• _Check your understanding_:
• 1. What measures does the diet and meat passage name in the sentence beginning "It is important"? List every one.
• 2. Do these statements agree with the diet and meat passage? Answer yes or no for each, quoting the words of the passage that decide it.
(a) The passage says the new social norms will likely take multiple generations to instill.
(b) The passage says humans have not adapted to eating meat.
(c) The passage says the Warning to Humanity was crafted by world scientists in the 2000s.

• _Text section_:
Ultimately, a gradual shift to a human diet with less red meat and more plant protein will improve human health and reduce greenhouse gas contributions to the atmosphere. However, this requires a widespread adoption of new social norms that will likely take multiple generations to instill. Humans have adapted to eating meat, but the next stage in our evolution seems to necessitate a shift toward vegetarianism. It is important to educate people on the impacts of their dietary choices and to make fresh produce more readily available to all income-levels through government funding and land-allocation to the production of plant protein. Most importantly, change starts with the individual, and a single person’s commitment to reducing meat intake could contribute to a movement that saves the natural world. We should heed the Warning to Humanity crafted by world scientists in the 1990s: “A great change in our stewardship of the earth and the life on it is required if vast human misery is to be avoided and our global home on this planet is not to be irretrievably mutilated.”

• _Information provided_:
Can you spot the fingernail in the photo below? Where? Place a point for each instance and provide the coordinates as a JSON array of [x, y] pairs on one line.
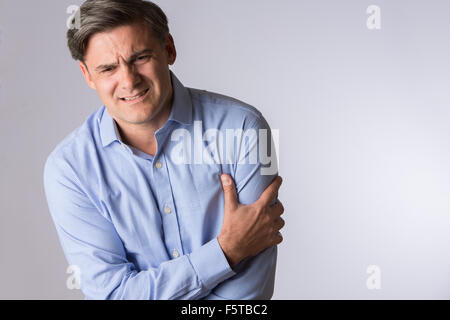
[[225, 180]]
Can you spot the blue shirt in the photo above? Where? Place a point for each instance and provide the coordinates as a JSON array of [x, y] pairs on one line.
[[143, 227]]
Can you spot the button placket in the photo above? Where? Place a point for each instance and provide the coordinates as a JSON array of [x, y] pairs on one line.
[[169, 216]]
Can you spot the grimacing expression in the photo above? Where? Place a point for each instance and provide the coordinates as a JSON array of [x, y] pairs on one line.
[[129, 68]]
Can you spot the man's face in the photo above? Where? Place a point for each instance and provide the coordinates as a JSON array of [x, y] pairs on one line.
[[129, 68]]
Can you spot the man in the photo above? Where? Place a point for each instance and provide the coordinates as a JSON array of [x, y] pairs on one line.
[[138, 222]]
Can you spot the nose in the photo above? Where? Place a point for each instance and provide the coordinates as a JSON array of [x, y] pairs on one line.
[[129, 77]]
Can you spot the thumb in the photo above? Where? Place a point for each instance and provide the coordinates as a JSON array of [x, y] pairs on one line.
[[230, 195]]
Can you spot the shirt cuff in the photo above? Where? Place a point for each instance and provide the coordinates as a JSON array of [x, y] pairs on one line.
[[210, 264]]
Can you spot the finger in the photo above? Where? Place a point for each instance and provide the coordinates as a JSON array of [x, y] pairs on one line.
[[270, 193], [279, 224], [231, 201], [276, 210], [277, 238]]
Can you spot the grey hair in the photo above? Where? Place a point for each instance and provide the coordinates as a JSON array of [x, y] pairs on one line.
[[102, 15]]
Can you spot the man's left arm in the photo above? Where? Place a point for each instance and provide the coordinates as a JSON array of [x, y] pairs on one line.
[[255, 168]]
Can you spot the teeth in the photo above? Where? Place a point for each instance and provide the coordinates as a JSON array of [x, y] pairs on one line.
[[135, 97]]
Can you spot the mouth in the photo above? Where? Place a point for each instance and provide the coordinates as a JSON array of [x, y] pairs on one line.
[[137, 98]]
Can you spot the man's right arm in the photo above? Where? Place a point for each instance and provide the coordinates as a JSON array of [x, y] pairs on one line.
[[90, 242]]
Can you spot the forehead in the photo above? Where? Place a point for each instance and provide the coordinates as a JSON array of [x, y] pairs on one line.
[[121, 41]]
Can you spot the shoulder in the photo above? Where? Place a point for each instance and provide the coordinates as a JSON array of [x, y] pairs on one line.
[[224, 107]]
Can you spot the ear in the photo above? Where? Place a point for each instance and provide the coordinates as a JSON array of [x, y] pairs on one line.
[[170, 50], [87, 75]]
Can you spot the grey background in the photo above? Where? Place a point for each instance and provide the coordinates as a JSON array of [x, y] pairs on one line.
[[364, 134]]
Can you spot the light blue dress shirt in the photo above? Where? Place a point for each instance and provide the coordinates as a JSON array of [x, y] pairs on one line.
[[143, 227]]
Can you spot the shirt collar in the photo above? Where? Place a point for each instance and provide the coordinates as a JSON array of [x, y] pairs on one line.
[[181, 112]]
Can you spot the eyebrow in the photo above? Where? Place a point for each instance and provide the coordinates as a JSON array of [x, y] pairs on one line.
[[132, 58]]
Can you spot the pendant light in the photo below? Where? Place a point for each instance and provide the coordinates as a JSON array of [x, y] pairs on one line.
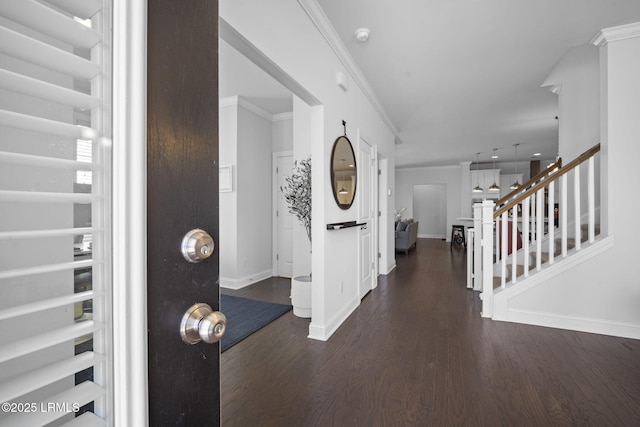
[[494, 187], [477, 188], [516, 184]]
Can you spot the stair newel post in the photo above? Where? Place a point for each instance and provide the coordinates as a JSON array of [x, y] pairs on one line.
[[591, 199], [551, 226], [477, 247], [487, 258], [504, 248], [576, 208], [563, 212], [514, 244], [539, 227], [526, 204]]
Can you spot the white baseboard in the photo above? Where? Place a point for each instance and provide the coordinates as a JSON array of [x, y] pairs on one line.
[[390, 268], [324, 332], [242, 282], [432, 236], [595, 326]]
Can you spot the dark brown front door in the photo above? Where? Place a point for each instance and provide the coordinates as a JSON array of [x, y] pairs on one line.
[[182, 194]]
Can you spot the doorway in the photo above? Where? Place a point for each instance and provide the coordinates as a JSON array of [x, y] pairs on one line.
[[430, 209]]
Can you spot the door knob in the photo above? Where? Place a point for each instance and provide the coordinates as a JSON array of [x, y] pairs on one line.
[[197, 245], [201, 323]]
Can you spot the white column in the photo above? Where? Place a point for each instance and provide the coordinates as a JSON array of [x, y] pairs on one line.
[[477, 247], [487, 258]]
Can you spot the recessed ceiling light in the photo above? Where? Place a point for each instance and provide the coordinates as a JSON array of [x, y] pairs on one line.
[[362, 34]]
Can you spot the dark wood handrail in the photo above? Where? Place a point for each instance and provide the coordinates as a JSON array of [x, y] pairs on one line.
[[548, 171], [563, 170]]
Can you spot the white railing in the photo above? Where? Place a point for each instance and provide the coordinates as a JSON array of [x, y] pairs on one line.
[[519, 235]]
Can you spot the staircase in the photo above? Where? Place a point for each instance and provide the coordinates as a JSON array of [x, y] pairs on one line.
[[535, 229]]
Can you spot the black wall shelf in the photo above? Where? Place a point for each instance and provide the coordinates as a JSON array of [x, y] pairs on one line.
[[347, 224]]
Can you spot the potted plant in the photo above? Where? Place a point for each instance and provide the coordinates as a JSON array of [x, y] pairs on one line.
[[297, 195]]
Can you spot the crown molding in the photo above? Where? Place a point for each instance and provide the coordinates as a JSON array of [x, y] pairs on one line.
[[282, 116], [618, 33], [555, 89], [320, 20], [242, 102]]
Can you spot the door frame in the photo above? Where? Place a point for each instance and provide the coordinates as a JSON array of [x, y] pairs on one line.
[[274, 207], [129, 217], [375, 206]]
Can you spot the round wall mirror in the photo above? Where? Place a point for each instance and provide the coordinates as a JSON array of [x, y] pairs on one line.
[[343, 172]]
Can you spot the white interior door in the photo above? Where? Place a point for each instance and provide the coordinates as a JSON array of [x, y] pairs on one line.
[[367, 171], [55, 197], [284, 219]]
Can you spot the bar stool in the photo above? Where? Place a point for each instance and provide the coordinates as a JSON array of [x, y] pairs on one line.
[[457, 236]]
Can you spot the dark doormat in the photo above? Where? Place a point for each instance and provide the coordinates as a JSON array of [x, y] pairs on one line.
[[246, 316]]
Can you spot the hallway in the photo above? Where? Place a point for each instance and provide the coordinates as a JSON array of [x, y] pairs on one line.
[[417, 353]]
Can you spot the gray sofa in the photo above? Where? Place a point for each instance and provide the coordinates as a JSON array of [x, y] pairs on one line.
[[406, 235]]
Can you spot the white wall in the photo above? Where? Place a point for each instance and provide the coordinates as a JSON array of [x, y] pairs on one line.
[[282, 30], [603, 294], [245, 213], [449, 176], [282, 133], [429, 208]]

• _List of solutions_:
• 1.
- Educating people on the impacts of their dietary choices
- Making fresh produce more readily available to all income-levels
- Government funding
- Land-allocation to the production of plant protein

• 2.
(a) Yes: "this requires a widespread adoption of new social norms that will likely take multiple generations to instill"
(b) No: "Humans have adapted to eating meat"
(c) No: "crafted by world scientists in the 1990s"